**Task to complete**
Please keep to the lines below from the one with "Target: distant crane" through the one with "pixel 54 208", and restate them word for word, ends included.

** Data to use follows **

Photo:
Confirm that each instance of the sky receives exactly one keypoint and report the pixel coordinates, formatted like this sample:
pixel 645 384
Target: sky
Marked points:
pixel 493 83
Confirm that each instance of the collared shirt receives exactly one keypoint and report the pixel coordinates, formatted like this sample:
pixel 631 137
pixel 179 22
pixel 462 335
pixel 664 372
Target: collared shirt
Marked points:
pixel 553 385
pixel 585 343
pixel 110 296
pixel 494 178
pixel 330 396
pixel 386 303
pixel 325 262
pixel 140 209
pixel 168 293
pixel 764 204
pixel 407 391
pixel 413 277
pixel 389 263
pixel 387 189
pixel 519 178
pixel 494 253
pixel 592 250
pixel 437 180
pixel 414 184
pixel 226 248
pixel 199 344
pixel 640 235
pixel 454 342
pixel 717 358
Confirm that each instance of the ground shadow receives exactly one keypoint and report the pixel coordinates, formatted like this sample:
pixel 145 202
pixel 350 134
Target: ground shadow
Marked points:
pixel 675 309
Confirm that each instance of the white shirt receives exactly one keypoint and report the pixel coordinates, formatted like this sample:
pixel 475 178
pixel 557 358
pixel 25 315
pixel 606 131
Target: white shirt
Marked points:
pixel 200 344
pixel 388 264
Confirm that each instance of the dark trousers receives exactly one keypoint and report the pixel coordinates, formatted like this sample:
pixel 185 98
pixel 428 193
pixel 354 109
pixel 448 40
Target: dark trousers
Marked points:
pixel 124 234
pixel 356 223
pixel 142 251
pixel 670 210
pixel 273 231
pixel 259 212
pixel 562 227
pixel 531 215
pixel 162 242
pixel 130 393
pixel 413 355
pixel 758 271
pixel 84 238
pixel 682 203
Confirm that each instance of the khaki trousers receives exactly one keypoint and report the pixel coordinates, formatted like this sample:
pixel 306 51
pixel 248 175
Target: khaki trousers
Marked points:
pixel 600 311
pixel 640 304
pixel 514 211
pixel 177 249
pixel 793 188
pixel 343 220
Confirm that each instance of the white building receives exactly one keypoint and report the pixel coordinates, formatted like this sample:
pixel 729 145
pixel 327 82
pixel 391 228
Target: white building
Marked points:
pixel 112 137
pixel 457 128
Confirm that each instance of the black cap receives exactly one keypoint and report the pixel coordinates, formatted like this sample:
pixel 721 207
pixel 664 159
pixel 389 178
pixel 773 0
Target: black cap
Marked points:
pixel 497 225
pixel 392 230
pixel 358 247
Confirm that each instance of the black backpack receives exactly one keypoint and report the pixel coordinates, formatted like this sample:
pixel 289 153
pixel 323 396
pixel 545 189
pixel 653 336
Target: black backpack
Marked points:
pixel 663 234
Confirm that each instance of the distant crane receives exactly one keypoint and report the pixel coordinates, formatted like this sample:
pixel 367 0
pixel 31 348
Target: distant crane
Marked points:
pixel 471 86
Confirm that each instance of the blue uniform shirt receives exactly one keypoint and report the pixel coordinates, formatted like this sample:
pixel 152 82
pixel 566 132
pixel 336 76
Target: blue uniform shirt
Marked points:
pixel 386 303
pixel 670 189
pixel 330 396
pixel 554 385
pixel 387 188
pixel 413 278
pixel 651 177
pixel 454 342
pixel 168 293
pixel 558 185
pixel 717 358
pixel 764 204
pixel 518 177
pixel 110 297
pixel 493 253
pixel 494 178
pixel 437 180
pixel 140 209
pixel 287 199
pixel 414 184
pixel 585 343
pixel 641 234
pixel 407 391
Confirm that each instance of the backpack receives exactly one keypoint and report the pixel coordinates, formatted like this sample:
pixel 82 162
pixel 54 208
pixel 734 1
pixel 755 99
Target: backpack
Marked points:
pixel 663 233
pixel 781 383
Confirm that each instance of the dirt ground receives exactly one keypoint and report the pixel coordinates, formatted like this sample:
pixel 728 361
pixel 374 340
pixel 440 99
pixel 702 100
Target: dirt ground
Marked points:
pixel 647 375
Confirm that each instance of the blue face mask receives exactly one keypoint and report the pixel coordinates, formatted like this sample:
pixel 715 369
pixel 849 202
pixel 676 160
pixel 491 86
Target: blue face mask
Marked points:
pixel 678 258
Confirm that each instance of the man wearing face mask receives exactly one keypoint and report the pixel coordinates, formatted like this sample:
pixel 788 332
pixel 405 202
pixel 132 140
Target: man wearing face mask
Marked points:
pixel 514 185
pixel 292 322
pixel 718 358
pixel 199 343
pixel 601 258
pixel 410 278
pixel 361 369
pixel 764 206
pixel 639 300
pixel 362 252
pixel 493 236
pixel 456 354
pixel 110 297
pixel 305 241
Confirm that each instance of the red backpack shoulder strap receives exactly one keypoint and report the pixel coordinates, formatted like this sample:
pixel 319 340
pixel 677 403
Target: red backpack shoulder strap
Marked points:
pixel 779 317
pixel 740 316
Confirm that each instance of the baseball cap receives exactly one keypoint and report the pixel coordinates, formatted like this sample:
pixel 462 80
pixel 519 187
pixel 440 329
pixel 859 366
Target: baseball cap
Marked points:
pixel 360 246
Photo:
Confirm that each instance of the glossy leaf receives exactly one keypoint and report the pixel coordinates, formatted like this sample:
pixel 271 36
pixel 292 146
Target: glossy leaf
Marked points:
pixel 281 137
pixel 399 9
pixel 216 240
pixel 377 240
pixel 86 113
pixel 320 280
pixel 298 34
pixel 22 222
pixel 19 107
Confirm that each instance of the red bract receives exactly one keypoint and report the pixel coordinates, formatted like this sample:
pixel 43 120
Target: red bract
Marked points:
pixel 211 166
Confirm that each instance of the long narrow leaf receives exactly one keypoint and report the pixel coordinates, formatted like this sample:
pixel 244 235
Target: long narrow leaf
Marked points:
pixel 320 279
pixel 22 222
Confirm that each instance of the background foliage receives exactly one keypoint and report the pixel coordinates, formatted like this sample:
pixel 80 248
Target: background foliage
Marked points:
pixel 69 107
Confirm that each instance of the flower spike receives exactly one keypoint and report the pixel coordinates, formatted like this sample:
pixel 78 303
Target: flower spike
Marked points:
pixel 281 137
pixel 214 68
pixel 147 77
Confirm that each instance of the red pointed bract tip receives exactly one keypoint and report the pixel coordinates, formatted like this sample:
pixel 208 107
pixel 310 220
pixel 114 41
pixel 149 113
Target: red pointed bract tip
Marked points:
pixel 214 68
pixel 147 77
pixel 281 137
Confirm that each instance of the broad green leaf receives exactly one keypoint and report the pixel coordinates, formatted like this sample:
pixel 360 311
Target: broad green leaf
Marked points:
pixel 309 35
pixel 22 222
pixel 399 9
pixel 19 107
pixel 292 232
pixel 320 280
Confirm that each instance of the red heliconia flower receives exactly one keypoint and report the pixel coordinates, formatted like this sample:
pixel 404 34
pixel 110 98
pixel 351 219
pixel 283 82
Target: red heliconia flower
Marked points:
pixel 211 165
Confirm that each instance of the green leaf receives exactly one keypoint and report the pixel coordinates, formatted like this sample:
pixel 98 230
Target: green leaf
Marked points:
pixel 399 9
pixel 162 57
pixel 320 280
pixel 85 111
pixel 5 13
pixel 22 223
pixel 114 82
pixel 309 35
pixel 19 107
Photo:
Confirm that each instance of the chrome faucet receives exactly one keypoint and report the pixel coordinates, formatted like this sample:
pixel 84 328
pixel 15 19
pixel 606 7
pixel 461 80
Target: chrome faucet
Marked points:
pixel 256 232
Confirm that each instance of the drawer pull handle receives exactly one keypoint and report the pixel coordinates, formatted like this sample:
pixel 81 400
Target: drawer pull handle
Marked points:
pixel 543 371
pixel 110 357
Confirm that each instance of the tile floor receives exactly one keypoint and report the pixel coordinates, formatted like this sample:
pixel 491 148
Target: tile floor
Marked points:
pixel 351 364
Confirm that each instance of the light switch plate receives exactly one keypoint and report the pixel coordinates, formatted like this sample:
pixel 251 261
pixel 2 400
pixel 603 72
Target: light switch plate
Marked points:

** End of Data to use **

**Answer**
Target: distant crane
Marked points:
pixel 471 86
Confirm that each instance of the blue uniform shirt receives exactly one keypoint and report the pixel coordinates, formatted like this sample:
pixel 152 82
pixel 566 132
pixel 336 76
Target: blue uniform shirt
Marked points:
pixel 386 303
pixel 670 189
pixel 330 396
pixel 554 385
pixel 387 188
pixel 413 278
pixel 651 177
pixel 454 342
pixel 168 293
pixel 558 185
pixel 717 358
pixel 764 204
pixel 518 177
pixel 110 297
pixel 493 253
pixel 494 178
pixel 437 180
pixel 140 209
pixel 287 199
pixel 414 184
pixel 585 343
pixel 641 234
pixel 407 391
Confirm that each instance of the backpack receives exactly one keypoint and report the pixel coordinates, formatted like this sample:
pixel 82 162
pixel 54 208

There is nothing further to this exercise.